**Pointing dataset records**
* * *
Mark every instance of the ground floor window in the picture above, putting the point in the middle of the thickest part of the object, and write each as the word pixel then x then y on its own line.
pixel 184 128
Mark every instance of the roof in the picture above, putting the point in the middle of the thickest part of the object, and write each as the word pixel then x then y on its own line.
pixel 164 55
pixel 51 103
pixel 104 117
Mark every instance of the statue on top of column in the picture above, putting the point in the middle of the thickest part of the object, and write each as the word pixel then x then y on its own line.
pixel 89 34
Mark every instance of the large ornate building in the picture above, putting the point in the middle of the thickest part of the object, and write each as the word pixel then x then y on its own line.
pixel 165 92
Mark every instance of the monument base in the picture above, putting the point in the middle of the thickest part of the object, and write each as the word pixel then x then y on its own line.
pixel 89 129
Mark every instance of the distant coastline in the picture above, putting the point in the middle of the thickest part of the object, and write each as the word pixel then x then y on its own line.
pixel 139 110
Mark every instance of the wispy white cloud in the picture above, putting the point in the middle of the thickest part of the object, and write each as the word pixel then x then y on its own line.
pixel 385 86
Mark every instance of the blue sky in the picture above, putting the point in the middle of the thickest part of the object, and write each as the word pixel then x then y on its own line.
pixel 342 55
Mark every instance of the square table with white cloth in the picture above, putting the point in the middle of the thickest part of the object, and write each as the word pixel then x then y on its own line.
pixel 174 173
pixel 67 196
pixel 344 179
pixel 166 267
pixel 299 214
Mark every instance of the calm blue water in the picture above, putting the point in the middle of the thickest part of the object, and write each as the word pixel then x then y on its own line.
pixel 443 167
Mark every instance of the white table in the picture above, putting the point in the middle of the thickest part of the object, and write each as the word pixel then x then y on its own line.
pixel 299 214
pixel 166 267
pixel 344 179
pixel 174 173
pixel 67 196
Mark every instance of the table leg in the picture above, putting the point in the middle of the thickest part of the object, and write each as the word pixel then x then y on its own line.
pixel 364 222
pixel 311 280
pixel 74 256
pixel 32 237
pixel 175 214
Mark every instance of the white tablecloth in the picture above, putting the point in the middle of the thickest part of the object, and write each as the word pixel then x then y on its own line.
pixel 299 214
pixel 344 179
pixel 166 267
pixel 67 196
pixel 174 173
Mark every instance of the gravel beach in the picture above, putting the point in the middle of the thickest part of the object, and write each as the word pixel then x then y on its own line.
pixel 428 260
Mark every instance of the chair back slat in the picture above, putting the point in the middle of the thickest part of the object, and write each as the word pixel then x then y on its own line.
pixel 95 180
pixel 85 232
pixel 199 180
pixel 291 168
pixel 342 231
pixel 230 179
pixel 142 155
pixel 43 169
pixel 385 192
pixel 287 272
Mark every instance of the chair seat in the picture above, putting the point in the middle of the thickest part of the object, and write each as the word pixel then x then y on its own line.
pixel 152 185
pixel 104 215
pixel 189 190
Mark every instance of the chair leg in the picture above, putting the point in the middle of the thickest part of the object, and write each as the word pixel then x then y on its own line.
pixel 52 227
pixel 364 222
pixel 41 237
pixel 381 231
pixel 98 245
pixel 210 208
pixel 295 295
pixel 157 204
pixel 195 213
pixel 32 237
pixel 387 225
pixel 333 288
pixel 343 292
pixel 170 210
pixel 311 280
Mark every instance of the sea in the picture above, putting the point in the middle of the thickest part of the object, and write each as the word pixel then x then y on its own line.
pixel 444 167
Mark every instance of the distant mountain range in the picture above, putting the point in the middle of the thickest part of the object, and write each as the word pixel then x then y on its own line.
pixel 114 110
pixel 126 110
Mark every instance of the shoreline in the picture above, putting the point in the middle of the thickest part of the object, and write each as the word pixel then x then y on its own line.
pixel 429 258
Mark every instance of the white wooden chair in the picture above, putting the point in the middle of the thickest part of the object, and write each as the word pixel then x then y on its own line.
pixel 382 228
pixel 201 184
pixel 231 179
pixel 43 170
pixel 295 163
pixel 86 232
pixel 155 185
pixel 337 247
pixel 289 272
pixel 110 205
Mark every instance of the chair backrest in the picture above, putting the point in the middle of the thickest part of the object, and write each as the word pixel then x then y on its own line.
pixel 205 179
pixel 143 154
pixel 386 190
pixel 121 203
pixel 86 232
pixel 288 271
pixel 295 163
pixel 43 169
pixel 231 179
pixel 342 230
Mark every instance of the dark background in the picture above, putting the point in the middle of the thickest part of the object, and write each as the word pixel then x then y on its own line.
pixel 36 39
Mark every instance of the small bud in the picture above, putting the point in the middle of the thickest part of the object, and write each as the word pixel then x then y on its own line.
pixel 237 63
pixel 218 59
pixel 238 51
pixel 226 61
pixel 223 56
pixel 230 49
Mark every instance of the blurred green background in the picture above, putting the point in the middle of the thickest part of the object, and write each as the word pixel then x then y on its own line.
* * *
**To do**
Update the listing so that every occurrence of "thickest part" reads "widest part", keeping everything else the same.

**Complete response**
Mark every instance of the ground floor window in the picture above, putting the point in the middle of the widest part of the object, and write each as the word pixel then x then y on its own line.
pixel 184 128
Mark every instance of the roof in the picture above, putting the point in the middle of the widest part of the object, and write each as the word pixel then x then y on its own line.
pixel 164 55
pixel 51 103
pixel 104 117
Mark every instance of the statue on top of column in the picture above, putting the point in the middle of the widest part of the object, and write each as the word pixel then x then y on its own line.
pixel 89 34
Mark every instance of the large ornate building in the picture above, putting the point in the middle of the widest part of the object, and write each as the word pixel then x then y on its own line.
pixel 165 92
Mark every instance of the monument base in the picture above, putting the point in the middle of the widest part of the object, and write each as the word pixel then x then y on its own line.
pixel 89 129
Mark every instance of the distant coastline in the picture above, putting the point in the middle of the widest part of the object, and write each as the word pixel then x then y on its own line.
pixel 139 110
Mark every instance of the wispy white cloud in the picture above, putting the point in the middle of the widest part of the object, and write each as the word pixel then x then y on its own line.
pixel 385 86
Mark every instance of the blue sky in the picture above, putting the point in the middle of the widest part of the object, and write each as the word pixel then x then y on its own line.
pixel 342 55
Mark every instance of the square table with white cloth in the picture above, putting the point in the middle of the widest part of the object, and write each as the word pixel then x then y on its own line.
pixel 174 173
pixel 67 196
pixel 344 179
pixel 166 267
pixel 299 214
Mark every instance of the calm blue water in the picture above, putting the point in the middle of the widest part of the object, and write each as the word pixel then x then y on its own line.
pixel 443 167
Mark every instance of the white table in the picture above, putting the point in the middle of the widest part of the object, and write each as the word pixel then x then y on its own line.
pixel 299 214
pixel 166 267
pixel 344 179
pixel 174 173
pixel 67 196
Mark every instance of the table leg in the picture above, putting the point in the middle of the widest part of the object, and write each as the word pixel then x then y on its own line.
pixel 364 222
pixel 311 280
pixel 74 256
pixel 32 237
pixel 175 214
Mark every instance of the white tablecloth in the picture above, putting the point in the middle of the widest part of the object, and write each as the word pixel then x then y on its own line.
pixel 299 214
pixel 344 179
pixel 166 267
pixel 67 196
pixel 174 173
Mark every instance of the gravel beach in the picture above, putting the point in the middle of the widest part of the object, and write each as the word pixel then x then y on its own line.
pixel 428 260
Mark every instance of the chair back slat in the picture above, putting the point in the middle of the widest part of the object, and write each as the word pixel then x then y on its own line.
pixel 95 180
pixel 85 232
pixel 199 180
pixel 291 168
pixel 342 231
pixel 230 179
pixel 142 155
pixel 43 169
pixel 385 192
pixel 287 272
Mark every instance of the chair seat in the picture above, putting the point in the middle of the widest part of the object, and write each as the word pixel then x then y on its own line.
pixel 152 185
pixel 104 215
pixel 189 190
Mark every instance of the chair leg in the picture above, putting the point in the middle of the widest part of the object, and write each as the word pixel then x then y on its own line.
pixel 52 227
pixel 364 222
pixel 41 237
pixel 381 231
pixel 98 245
pixel 210 208
pixel 295 295
pixel 157 204
pixel 195 213
pixel 32 237
pixel 387 225
pixel 333 288
pixel 343 292
pixel 170 210
pixel 311 280
Mark every instance of the sea in the picture above, putting the point in the middle of the widest part of the object, and write each as the word pixel then x then y on its own line.
pixel 444 167
Mark every instance of the distant mountain range in the picture above, putting the point in the middle of the widest part of the object, and write each as the word pixel then x then y on its own line.
pixel 114 110
pixel 126 110
Mark every instance of the shoreline in the picture above, putting the point in the middle of the widest part of the object, and write each as the word pixel then x then y on its own line.
pixel 429 258
Mark every instance of the white wooden chair in the picture above, putting the point in the middle of the widest part of the object, and write each as the word pixel then x then y on its own line.
pixel 382 228
pixel 201 184
pixel 231 179
pixel 43 170
pixel 295 163
pixel 86 232
pixel 155 185
pixel 337 247
pixel 289 272
pixel 110 205
Mark every instance of the chair backrest in the picture above, putting the point in the middle of the widest part of the object, and write each as the word pixel then x then y on its own line.
pixel 205 179
pixel 143 154
pixel 386 190
pixel 121 203
pixel 86 232
pixel 288 271
pixel 295 163
pixel 43 169
pixel 231 179
pixel 342 230
Mark every instance of the dark background in the picture above, putting the point in the middle of the widest part of the object, and write each as the word pixel then x then y on its own line.
pixel 36 39
Mark every instance of the small bud in the picture above, putting the point in the middle of the widest part of the object, and write each as the word pixel then x then y on its own line.
pixel 237 63
pixel 218 59
pixel 238 51
pixel 226 61
pixel 223 56
pixel 230 49
Mark every instance of the blurred green background in the picture above, putting the point in the middle of the widest part of the object, and write each as the word pixel then x then y on its own line.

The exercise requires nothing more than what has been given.